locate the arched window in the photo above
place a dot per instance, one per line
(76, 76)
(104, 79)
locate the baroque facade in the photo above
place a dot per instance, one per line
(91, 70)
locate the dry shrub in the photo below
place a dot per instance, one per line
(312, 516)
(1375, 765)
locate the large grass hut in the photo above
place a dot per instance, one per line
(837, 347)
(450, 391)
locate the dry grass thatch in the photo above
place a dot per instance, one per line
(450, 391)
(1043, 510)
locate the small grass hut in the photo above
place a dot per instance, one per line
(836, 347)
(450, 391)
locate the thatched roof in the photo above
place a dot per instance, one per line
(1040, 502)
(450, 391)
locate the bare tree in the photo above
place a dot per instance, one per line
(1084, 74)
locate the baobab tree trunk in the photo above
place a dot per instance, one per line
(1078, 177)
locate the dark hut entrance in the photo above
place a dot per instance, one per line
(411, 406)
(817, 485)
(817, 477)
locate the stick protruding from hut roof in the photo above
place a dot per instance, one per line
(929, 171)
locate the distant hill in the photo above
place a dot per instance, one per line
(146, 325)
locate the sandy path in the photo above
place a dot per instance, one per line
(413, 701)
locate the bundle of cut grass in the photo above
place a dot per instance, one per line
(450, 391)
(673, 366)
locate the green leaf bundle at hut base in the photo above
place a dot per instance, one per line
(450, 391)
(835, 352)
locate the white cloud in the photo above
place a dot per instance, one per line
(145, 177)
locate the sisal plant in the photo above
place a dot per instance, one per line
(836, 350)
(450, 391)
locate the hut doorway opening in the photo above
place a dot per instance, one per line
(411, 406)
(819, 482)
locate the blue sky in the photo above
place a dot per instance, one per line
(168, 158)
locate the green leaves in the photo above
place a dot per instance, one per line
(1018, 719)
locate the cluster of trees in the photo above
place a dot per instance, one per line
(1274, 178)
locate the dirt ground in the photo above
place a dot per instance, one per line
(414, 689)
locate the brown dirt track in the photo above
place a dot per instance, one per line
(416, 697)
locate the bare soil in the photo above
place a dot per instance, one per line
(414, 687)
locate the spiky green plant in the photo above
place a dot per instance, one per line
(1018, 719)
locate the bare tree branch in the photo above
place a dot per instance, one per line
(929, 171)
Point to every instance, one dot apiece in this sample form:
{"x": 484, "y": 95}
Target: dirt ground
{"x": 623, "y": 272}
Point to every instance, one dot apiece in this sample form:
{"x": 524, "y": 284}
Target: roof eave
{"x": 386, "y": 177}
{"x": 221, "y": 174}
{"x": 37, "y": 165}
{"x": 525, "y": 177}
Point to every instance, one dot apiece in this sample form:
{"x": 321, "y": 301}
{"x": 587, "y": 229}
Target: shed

▶ [Your instructions]:
Extract every line from the one with "locate the green leaf" down to the final line above, both included, exactly as written.

▶ [Problem solution]:
locate the green leaf bundle at hut base in the photo above
place a dot per instance, one per line
(450, 391)
(835, 352)
locate the white cloud in the photo above
place a dot per instance, one per line
(145, 177)
locate the sisal plant in the photo above
place a dot per instance, one per line
(836, 350)
(450, 391)
locate the hut doorway opening in the photo above
place a dot per instance, one per line
(411, 406)
(819, 482)
locate the blue sky in the photo above
place a dot per instance, one per line
(168, 158)
locate the green leaves in the photo above
place a dot per instance, one per line
(1018, 719)
locate the cluster of trees in the photo above
place a dot per instance, one per line
(1274, 178)
locate the dirt ground in the photo above
place a dot per instance, one per line
(414, 689)
locate the brown dirt track in the photo above
place a dot per instance, one per line
(416, 697)
locate the bare soil in the photo above
place a dot per instance, one per line
(414, 687)
locate the spiky green plant in the photo above
place a dot per instance, one per line
(1018, 719)
locate the bare tree branch in the photo above
place a dot per instance, one per line
(929, 171)
Point to every instance, one dot apiece in this sample form:
{"x": 484, "y": 95}
Target: dirt ground
{"x": 623, "y": 272}
Point to every instance, one dot apiece in this sample form:
{"x": 524, "y": 284}
Target: roof eave
{"x": 386, "y": 177}
{"x": 221, "y": 174}
{"x": 37, "y": 165}
{"x": 525, "y": 177}
Point to every instance, one dot apiece in this sample form:
{"x": 321, "y": 301}
{"x": 587, "y": 229}
Target: shed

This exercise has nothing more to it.